→ Written task
Switch "Objective" to "Goal" throughout the data below and write it all out again with nothing else changed, leaving out the pictures.
>> START
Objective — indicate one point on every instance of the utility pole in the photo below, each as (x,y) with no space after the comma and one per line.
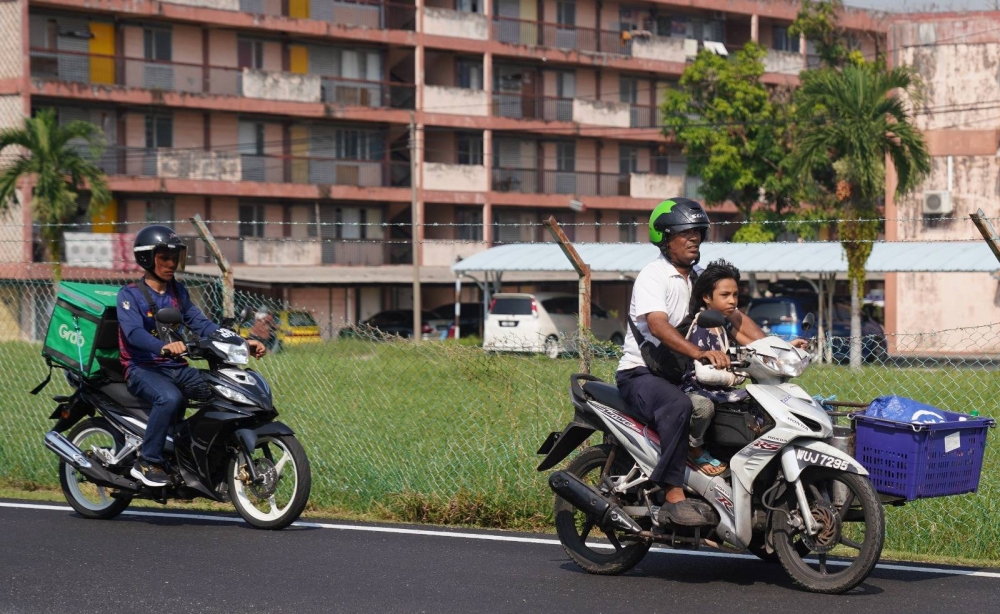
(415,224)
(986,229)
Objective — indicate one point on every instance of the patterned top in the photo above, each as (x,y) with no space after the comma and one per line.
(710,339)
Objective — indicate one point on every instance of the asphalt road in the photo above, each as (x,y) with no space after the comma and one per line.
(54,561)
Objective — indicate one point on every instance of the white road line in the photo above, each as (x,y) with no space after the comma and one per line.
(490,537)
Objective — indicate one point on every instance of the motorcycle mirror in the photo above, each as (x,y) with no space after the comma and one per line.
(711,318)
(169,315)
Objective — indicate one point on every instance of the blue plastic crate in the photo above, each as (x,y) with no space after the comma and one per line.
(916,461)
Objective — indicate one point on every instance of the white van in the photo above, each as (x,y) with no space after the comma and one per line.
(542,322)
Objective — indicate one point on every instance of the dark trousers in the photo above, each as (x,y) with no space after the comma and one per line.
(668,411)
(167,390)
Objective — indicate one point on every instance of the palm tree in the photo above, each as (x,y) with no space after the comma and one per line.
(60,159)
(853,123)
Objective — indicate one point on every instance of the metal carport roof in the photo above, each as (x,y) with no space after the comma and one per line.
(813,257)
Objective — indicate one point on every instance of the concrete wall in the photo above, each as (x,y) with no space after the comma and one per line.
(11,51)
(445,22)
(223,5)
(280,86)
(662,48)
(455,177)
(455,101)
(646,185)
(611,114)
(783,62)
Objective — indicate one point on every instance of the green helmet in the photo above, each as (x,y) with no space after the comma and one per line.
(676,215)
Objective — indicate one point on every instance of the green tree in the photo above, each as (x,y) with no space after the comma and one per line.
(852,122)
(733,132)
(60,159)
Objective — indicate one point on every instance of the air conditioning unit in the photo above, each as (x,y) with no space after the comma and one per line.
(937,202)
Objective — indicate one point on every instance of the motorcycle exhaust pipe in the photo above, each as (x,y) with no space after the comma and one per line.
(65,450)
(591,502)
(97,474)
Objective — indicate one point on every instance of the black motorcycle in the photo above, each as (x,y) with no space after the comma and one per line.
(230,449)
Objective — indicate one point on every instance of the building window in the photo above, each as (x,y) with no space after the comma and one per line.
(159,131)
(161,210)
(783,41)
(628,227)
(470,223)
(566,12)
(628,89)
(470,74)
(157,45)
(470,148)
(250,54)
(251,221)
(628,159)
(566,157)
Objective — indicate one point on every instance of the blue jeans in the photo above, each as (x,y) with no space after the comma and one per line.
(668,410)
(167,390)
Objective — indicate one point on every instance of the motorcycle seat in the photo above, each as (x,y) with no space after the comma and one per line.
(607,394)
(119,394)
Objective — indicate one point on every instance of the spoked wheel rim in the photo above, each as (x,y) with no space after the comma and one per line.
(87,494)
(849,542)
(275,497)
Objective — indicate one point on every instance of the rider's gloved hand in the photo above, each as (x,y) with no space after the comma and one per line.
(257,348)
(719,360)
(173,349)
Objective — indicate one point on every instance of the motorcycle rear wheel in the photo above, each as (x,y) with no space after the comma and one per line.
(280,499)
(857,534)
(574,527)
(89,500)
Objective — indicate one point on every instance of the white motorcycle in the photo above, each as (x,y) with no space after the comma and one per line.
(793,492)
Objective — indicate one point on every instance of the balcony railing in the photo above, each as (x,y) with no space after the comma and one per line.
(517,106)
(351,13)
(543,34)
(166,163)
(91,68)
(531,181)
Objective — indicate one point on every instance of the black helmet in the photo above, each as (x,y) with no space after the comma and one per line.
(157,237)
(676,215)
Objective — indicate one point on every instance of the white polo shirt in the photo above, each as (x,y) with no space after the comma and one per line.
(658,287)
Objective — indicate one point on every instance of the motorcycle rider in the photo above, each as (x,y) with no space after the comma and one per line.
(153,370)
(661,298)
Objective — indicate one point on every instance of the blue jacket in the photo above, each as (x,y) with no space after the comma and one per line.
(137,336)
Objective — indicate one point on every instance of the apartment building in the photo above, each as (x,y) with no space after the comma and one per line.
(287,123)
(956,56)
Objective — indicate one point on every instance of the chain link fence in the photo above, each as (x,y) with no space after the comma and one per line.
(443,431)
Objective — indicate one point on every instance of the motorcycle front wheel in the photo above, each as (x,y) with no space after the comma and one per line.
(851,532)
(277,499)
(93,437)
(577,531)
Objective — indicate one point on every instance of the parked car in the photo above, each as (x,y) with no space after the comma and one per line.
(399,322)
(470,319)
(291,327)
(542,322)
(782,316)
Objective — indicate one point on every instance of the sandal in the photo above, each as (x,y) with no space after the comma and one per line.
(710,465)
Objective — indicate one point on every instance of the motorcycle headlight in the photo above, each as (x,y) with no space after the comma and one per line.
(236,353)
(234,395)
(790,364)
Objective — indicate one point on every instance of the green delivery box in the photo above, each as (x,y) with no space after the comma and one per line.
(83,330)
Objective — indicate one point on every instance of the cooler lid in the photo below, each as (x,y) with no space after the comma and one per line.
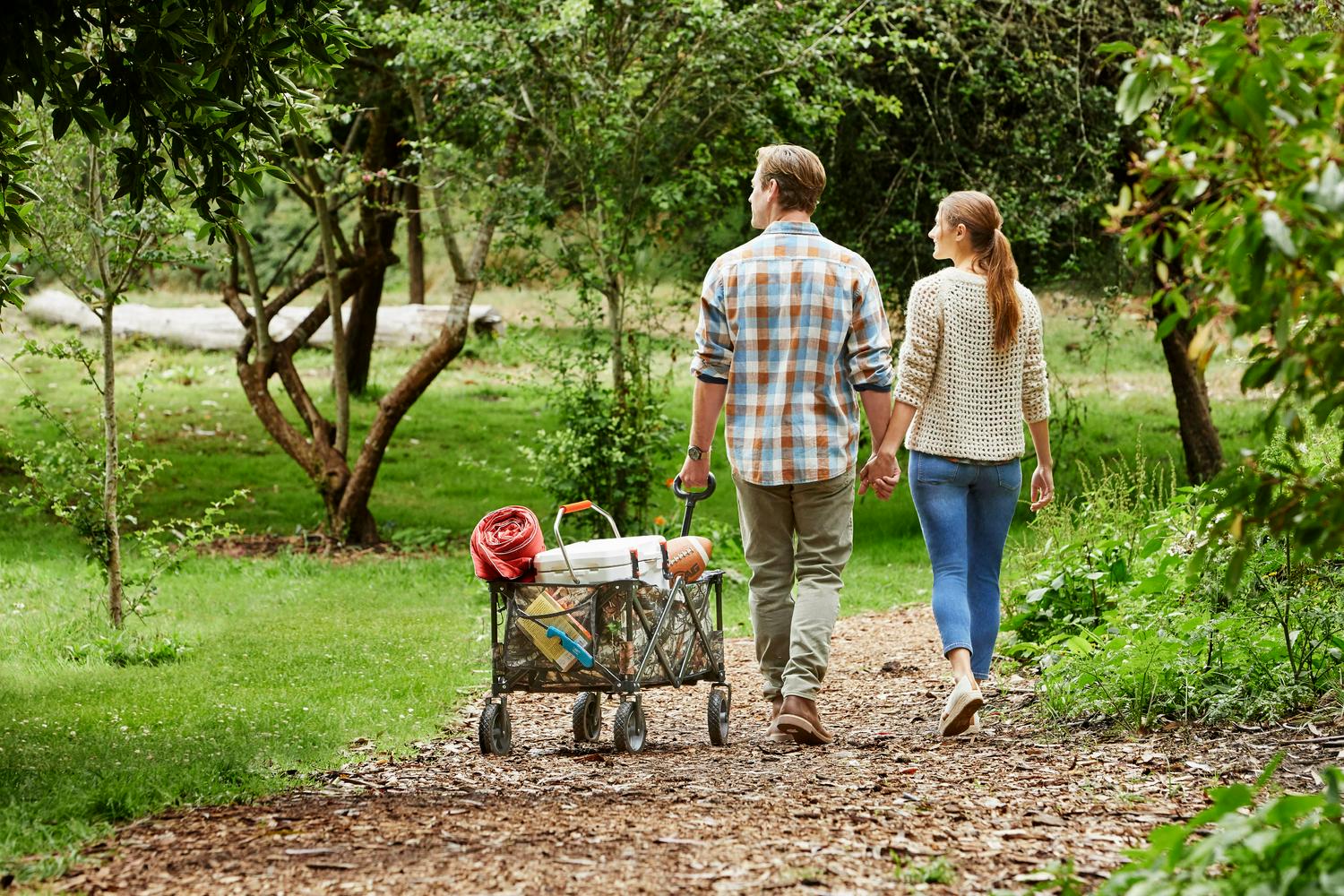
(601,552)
>> END
→ Task solution
Goal — indicate one point on every instance of the utility pole in the photo below, each as (x,y) with no space after the comma and one per line.
(415,224)
(986,229)
Goal — indicate one point on every instance of the patterned top in the photo above, each as (x,y) with no space after the comma and one per line.
(710,339)
Goal — indicate one point on every instance of the asphalt road in the photo above, each as (x,y) with no space after the comma and one per line.
(54,561)
Goal — indicate one point on every instance of the white road line in the photo above, each as (x,y) with no space after the comma and one per line.
(490,537)
Goal — indicate one point on every instance of the motorcycle mirror in the photo above, each as (x,y) with no space after the comma and one per line.
(711,318)
(169,315)
Goal — indicate one point on every instance of the blue plastic crate in the photo above, each as (x,y) with no space after the comma and one per line.
(916,461)
Goal — indicate one point on every instance of the white van in the photo above, each as (x,y) with no space after the comma and one per line.
(542,322)
Goal — indicate one point on every instance of the dark trousers in the photo above, each as (x,y) with no space after the comma and one per line.
(668,411)
(167,390)
Goal — indicate one point on every instance of the palm tree in the photo above, each as (x,y) with no space after the comma and one per line.
(60,159)
(853,123)
Goal — indicate one point on every instance of the metal carport roof in the photo above, each as (x,y) with no space after the comma and one per line.
(813,257)
Goal — indicate one point on every instance of the concrete wall in the photo above, each as (x,y) with no space after the comma and one per line.
(11,51)
(445,22)
(223,5)
(280,86)
(662,48)
(455,177)
(455,101)
(646,185)
(611,114)
(783,62)
Goal — indicate one point on every instance of the green helmet in the photo above, each as (x,y) with no space after the comma and one per line.
(676,215)
Goal — indicate one point on every instance of the green tree in the photo above, each as (x,y) with no space after the comma and one per line.
(852,122)
(733,132)
(60,159)
Goal — indicate one point on every instance of the air conditioning unit in the photo above, each as (x,y) with no space after the comma and one per line.
(937,202)
Goal — indicate one point on every instance of the motorcycle exhaust pipe in the photo above, each as (x,y) with no space after the comma and one per line.
(65,450)
(591,502)
(97,474)
Goal — indicate one point on every instance of the black motorcycle in the photo above, each as (x,y) with no space after the comma and one per line.
(230,449)
Goal — indicate one point on every instance of the building window in the photo above, each as (x,y) with no space after the comma and one per line.
(159,131)
(161,210)
(783,41)
(628,227)
(470,223)
(566,12)
(628,89)
(470,74)
(157,45)
(470,148)
(250,54)
(251,221)
(628,159)
(566,157)
Goal — indicate one point on every instance of the blue jeans in the photo above, each as (x,y) with no space after the comma and one per line.
(668,410)
(167,390)
Goal — indicate one point on every instance of the motorcycle seat in the photo above, each as (x,y) with no space after the comma and one per line.
(607,394)
(119,394)
Goal — indicate one point on every instance of the spoked wheel rim in the photo above, each as (x,y) with no space after the comma and one per line.
(87,494)
(849,542)
(275,497)
Goal — indicate one point on every instance of the rider's gloved hand in the photo above, each as (x,y) with no space after the comma and one per line.
(257,348)
(719,360)
(173,349)
Goal — indicate one point on every instance of the motorcycle rear wheel in the photo above, each as (x,y) with no space after the comma and one per line.
(280,499)
(857,534)
(574,527)
(89,500)
Goal — indicate one point on every instance of the white motorcycle in the photo above, each as (x,y) with no space after the comma and one per line.
(793,492)
Goal — indicate one point on every instance of the balcony railing in the photo above, each as (x,y) with no space after the comma and one per line.
(517,106)
(351,13)
(543,34)
(166,163)
(91,68)
(531,181)
Goal — indicate one point on every instance of the black helmet in the photo above, each as (x,y) with no space after the comma and one per line.
(157,237)
(676,215)
Goal — indicate one point on every instance of the white polo shirt in the photo above, each as (x,y) with no space after the comma and one per line.
(658,287)
Goal — indicate one point on every instance of the motorcycle rider in the photo above, each as (x,y) with no space after the comma and one per line.
(153,370)
(661,298)
Goal — indicate one point on every instance of the blue jacket in the photo above, each as (x,y) with no space after the comma and one per line.
(137,336)
Goal — indicate one point on every instance of the apartment building in the photo above, each as (x,y) with no space after the comma and one per line.
(287,123)
(956,56)
Goal — indicate one point on every instance of the chain link fence in the photo above, each as (x,y) with no space after the comma and one per line.
(443,431)
Goal — indicate one point on every instance of the motorcycle front wheel in the photo above, each as (x,y) with no space after the comma and one per line.
(851,532)
(277,499)
(93,437)
(577,531)
Goal — indicate one point on every instance of the parked car in the photo above, each as (x,y) with no space after the comma and one per line.
(399,322)
(470,319)
(291,327)
(542,322)
(782,316)
Goal — indicate one point on every instance of the sandal in the photo above, each as (x,y) with no space after the comma and one per line.
(710,465)
Goal — indicate one point on every instance of the motorcycle headlight in the photo above, each as (x,y) with no space after the comma and one per line.
(236,353)
(234,395)
(790,364)
Goal — indicate one point on every instance of the green delivery box in the photo above, each as (x,y) with no space after the comma and one per line.
(83,330)
Goal — indicate one point on every instance of the cooler lid in the photo below, each as (x,y) with no space after the comma and one per line.
(601,552)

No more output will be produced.